Document segment
The question can be solved without much difficulty if we suppose that the final composition of Yasht 13 was posterior to 441 BC, which supposition, owing to the fact that the reverence of fravashis was in all probability a part of the popular belief admitted later into the religion, rather than of pure Zoroastrianism, seems to be reasonable. We may then assume that the feast of hamaspathmaidyem which was in the last days of Spandarmad or of the Avestan month corresponding to this perhaps later name, was mainly a rural festival placed towards the end of the winter and immediately before the Avestan "summer," and that it was perhaps connected at the same time with some offering, liturgy, or some sort of religious ceremony (possibly also some remembrance of the dead), but that Frawardigan was the name of the five supplementary days of the year introduced on the model of the Egyptian epagomenae when the Egyptian system was adopted and the Y.A. calendar replaced the Old-Avestan. Accordingly these epagomenae called also Andargâh, Gatha days, Panjak veh, Dûzîtak, Turuftak and Panjeh Duzdîda (Arabic al-khamsat al-mustariqat) were originally at the end of the month Adar and immediately before the month Dai, i.e. exactly where the Egyptian supplementary days stood. These days were consecrated, as they were in Egypt, to the reverence of the souls of the departed faithful (fravashis). Later, when through the second reform (about 441), the epagomenae were transferred to their well-known place between the end of Spandarmad and the beginning of Frawardin, some doubt may have arisen as to the question of the celebration of one of the two consecutive pentads as the Fravashi's feast. To avoid any negligence in religious duties, the religious authorities may have added both together and made the Frawardigan ten days.101 The divergence of opinion on this matter, however, did not cease, if one is to judge from the different descriptions given in Pahlavi, Arabic, and Persian books.102 However, the later sources such as the Bundahishn and Biruni's books consider the last five days of the year, i.e. the Gatha days, as the hamaspathmaidyem gahambar and also the real Frawardigan perhaps contrary to their origin but as a natural consequence of the 6th gahambar coming necessarily immediately before Frawardin.

Exercise tasks
• a. Can you reproduce word for word the records starting at the line that contains "Mark every instance of the yellow" and running through the end of the records?
• b. Can you continue the passage on the Frawardigan feast and the Zoroastrian calendar from its last sentence onward?

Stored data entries
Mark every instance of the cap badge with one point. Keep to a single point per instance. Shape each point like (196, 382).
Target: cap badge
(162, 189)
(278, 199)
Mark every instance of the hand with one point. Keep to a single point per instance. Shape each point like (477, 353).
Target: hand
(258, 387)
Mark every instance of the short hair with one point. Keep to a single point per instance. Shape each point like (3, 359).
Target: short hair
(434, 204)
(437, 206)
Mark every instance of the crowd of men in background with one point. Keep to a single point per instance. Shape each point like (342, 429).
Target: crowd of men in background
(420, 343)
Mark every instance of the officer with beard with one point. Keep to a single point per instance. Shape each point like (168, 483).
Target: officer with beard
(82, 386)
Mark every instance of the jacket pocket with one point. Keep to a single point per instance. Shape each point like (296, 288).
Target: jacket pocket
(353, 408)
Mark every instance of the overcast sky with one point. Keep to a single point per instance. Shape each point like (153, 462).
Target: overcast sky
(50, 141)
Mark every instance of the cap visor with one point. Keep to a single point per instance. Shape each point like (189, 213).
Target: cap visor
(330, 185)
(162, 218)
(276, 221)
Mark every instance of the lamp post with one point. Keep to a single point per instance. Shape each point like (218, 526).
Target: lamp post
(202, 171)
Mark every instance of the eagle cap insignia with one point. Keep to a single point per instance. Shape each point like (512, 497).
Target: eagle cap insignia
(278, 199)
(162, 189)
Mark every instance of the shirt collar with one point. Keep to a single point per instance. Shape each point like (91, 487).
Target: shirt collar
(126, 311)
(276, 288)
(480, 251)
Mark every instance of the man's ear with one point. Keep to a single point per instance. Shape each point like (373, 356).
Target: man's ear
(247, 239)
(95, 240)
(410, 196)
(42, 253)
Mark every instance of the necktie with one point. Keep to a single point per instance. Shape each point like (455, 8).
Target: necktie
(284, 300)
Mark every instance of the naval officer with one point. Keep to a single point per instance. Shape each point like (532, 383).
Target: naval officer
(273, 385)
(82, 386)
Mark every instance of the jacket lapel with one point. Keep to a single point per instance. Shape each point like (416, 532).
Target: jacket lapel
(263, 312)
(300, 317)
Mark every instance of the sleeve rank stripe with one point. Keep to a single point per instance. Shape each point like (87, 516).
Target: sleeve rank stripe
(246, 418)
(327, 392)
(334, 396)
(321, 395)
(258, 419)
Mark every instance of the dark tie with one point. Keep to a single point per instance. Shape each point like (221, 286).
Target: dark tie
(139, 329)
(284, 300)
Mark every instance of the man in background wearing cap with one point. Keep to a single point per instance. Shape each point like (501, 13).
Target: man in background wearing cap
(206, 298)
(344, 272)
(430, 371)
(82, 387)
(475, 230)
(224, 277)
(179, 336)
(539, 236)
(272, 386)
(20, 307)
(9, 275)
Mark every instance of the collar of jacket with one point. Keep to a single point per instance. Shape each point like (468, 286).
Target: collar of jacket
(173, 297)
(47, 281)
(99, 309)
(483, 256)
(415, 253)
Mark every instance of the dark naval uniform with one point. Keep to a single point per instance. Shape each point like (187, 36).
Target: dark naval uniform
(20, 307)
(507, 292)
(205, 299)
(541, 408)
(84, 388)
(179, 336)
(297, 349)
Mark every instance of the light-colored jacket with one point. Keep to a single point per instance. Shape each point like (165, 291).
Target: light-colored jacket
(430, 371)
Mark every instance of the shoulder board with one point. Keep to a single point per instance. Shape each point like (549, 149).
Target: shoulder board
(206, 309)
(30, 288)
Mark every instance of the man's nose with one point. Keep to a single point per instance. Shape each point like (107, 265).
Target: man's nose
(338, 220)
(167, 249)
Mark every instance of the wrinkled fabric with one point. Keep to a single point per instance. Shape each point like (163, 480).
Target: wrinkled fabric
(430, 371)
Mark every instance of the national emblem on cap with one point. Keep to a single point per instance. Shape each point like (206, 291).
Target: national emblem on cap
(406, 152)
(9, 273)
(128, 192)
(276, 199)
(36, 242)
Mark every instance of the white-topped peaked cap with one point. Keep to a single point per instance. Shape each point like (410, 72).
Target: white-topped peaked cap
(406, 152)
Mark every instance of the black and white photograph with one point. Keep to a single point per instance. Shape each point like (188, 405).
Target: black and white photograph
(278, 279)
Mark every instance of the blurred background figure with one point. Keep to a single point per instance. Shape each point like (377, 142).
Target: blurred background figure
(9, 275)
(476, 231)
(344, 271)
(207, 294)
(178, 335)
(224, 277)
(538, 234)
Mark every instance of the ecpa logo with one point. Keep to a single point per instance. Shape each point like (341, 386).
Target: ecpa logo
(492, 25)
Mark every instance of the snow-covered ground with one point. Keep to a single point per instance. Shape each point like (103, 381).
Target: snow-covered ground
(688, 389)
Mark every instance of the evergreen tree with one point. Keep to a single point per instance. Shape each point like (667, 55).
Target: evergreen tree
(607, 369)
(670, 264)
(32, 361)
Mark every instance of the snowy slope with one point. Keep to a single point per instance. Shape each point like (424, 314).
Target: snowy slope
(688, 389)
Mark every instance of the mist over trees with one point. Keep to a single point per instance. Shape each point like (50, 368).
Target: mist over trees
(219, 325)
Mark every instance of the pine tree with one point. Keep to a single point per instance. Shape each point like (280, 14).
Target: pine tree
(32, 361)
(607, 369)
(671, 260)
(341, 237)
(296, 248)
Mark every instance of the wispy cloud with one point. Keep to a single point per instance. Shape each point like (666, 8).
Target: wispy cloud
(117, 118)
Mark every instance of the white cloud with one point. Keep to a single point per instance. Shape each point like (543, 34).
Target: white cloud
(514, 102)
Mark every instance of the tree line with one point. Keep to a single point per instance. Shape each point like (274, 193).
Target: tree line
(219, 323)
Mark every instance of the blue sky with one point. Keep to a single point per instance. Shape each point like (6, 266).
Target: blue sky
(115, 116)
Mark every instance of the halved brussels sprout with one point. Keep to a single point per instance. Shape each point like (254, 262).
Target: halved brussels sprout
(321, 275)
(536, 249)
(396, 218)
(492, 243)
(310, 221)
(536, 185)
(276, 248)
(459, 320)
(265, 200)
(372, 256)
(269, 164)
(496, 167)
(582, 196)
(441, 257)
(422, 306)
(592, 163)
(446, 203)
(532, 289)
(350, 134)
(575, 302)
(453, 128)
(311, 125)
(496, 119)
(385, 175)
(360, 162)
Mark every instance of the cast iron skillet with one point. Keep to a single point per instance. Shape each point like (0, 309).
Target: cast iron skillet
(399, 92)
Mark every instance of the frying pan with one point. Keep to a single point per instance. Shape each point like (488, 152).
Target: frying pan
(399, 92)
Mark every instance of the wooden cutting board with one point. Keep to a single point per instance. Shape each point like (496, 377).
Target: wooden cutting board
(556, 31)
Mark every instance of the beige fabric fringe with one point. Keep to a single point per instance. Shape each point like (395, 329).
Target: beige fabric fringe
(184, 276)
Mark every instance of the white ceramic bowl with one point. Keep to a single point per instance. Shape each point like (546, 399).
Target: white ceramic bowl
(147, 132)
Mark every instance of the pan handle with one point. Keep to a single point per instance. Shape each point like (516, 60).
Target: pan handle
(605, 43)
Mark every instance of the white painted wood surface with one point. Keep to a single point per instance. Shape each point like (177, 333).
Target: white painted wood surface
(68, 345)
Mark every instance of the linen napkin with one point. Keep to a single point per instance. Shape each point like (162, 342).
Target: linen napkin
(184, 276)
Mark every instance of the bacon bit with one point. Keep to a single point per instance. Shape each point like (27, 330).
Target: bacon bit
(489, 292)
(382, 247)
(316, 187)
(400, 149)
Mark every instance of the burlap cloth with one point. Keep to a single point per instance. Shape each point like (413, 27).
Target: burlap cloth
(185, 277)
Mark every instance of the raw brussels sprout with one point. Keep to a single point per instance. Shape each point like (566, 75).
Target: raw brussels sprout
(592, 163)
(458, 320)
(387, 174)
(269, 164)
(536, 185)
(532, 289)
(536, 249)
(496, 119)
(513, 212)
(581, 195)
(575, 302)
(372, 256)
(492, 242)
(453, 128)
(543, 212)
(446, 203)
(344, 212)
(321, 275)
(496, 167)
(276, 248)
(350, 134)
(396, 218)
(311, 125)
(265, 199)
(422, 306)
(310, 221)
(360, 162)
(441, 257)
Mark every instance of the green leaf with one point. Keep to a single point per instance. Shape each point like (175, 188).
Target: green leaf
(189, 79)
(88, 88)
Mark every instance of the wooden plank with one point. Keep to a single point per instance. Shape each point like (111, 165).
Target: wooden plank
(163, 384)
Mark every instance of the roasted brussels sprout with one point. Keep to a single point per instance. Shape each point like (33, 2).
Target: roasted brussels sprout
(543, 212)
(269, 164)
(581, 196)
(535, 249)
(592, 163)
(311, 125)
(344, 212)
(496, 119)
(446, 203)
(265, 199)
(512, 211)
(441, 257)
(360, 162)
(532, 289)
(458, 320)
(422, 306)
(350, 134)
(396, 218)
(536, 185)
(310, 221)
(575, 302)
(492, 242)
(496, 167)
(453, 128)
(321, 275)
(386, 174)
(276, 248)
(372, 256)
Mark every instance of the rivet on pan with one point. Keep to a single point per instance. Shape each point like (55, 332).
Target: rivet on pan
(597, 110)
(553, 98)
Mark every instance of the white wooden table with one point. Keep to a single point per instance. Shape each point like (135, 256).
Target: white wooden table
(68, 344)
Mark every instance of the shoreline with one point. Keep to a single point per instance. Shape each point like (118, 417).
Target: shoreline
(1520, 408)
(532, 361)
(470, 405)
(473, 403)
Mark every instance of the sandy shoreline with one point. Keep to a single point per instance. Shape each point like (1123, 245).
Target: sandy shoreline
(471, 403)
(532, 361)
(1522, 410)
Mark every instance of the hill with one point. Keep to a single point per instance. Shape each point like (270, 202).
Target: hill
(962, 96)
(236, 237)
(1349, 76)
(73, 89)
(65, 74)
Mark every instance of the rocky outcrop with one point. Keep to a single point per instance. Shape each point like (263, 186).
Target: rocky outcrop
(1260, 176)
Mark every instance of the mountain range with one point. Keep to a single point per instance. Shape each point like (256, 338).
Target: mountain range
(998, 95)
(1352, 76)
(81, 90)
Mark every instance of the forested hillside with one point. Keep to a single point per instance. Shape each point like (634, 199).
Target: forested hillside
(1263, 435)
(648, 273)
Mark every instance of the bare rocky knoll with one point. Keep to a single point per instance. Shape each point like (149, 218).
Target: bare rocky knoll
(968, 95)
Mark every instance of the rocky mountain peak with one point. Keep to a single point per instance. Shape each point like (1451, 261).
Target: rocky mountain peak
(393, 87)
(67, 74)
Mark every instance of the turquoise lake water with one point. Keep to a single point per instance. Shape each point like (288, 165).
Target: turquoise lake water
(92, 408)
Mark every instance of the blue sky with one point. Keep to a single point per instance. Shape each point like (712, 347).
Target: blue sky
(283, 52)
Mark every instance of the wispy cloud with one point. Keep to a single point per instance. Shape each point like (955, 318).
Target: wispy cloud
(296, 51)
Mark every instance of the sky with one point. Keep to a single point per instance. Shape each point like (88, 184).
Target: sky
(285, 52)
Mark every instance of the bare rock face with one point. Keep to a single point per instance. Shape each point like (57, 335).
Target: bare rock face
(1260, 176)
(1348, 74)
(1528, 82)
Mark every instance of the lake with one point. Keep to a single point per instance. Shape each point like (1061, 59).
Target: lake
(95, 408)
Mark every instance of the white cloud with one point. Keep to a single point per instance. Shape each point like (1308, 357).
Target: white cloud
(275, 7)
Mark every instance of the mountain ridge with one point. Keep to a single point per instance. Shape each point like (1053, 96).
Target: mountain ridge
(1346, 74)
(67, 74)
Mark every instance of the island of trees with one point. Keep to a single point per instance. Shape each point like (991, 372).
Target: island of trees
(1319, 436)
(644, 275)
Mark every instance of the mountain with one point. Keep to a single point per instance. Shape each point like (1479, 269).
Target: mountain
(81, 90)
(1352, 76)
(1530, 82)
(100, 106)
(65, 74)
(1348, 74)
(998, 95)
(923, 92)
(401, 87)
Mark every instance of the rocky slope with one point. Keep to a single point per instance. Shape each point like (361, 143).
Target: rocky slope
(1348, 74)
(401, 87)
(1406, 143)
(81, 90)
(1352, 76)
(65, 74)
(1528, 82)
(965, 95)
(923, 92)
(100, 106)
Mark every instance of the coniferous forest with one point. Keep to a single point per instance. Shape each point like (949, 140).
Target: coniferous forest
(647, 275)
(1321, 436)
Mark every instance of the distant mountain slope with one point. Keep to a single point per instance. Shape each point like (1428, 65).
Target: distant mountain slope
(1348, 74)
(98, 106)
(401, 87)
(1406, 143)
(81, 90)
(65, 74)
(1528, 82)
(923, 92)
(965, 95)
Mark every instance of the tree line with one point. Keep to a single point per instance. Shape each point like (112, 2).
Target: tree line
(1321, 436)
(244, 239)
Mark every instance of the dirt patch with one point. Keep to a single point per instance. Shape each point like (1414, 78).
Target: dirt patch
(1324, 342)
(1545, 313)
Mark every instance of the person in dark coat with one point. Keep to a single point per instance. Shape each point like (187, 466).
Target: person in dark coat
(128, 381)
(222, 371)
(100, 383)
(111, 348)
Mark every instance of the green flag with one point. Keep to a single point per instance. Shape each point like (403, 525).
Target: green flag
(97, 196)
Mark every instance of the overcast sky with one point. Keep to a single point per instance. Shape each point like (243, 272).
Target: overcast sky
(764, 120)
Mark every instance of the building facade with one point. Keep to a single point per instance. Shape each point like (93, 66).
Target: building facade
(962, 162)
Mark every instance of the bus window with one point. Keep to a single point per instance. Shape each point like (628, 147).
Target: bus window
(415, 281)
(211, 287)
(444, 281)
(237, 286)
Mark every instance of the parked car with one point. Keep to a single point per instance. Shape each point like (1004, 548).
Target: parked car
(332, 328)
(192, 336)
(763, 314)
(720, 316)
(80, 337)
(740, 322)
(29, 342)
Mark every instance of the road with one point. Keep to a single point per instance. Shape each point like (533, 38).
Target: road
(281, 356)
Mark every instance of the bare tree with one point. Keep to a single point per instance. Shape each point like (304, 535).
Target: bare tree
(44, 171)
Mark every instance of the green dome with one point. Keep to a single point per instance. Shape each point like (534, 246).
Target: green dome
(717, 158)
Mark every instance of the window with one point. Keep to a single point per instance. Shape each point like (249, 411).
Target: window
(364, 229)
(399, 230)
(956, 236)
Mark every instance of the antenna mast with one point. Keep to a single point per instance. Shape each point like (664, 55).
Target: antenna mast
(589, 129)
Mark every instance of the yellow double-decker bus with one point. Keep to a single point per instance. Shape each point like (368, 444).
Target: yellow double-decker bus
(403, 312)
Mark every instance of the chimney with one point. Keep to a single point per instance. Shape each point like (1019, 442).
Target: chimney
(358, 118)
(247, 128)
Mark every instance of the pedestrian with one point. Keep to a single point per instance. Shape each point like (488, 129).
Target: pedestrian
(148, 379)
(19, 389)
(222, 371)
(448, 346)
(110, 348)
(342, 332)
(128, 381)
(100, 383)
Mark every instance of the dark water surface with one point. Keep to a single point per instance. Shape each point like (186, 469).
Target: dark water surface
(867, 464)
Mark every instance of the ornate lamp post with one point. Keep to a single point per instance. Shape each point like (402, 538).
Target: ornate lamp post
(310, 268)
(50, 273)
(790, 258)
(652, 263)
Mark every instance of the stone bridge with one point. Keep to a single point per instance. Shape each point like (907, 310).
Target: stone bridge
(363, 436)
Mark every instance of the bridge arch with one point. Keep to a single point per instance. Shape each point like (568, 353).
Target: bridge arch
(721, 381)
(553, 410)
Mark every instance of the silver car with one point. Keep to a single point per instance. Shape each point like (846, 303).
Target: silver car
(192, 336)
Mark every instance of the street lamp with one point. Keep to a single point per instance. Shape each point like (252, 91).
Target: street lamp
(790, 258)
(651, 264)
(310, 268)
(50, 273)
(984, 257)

Expected results
• a.
Mark every instance of the yellow double-decker bus with one point. Keep to a single point per instance. Shape each point like (368, 444).
Target: yellow double-decker bus
(403, 312)
Mark every instance of the chimney with one point. Keep to a single point per instance. Shape each point like (1019, 442).
Target: chimney
(358, 118)
(247, 128)
Mark every instance of the pedestrian with one point. Keep to a single point per instance. Shape each point like (488, 129).
Target: pedestrian
(148, 379)
(19, 389)
(222, 371)
(448, 346)
(110, 348)
(342, 332)
(128, 381)
(100, 383)
Mark every instance of the dark water surface with one point. Keep to a single point per instance. Shape each point like (186, 469).
Target: dark water surface
(867, 464)
Mark every instance of the ornate lamp post with one point. Keep to a single point per instance. Shape each point like (402, 538).
Target: ornate lamp post
(310, 268)
(50, 273)
(790, 258)
(652, 263)
Mark every instance of the stone bridge with one point. Keep to a single point per instance. Shape each point like (907, 310).
Target: stone bridge
(363, 436)
Mark every instance of the bridge arch with one point. Keep to a single point per instance. Shape each point like (568, 353).
Target: bridge arch
(721, 381)
(553, 410)
Mark every instance of the silver car with one point. Keep to a single point per instance. Shape each point like (846, 303).
Target: silver car
(192, 336)
Mark every instance of the street lamp with one point. Keep to a single point per instance. Shape each point like (252, 91).
Target: street lamp
(790, 258)
(651, 264)
(310, 268)
(50, 273)
(984, 257)

• b.
101. The gradual extension of the religions festivals or mourning days is not a rare thing, and there are many examples of this in Persia in the last centuries. B. says (Chronology, Istanbul MS.) that the learned men and kings of Iran have made Frawardigan the greatest of all feasts and have added to it three days more for the manifestation of their devotion, beginning it with the day Dai-pa-Den (the 23rd). In later ages this feast became still longer and according to Karkaria in Dastur Hosheng's Memorial Volume some Parsis have extended it to seventeen or eighteen days, and there was in the last century a good deal of discussion among the Parsis as to the real length of the festival.

102. The Pahlavi book, Mainog-i Khrad, which is believed to have been composed about the end of the sixth century, mentions this feast as consisting of five days.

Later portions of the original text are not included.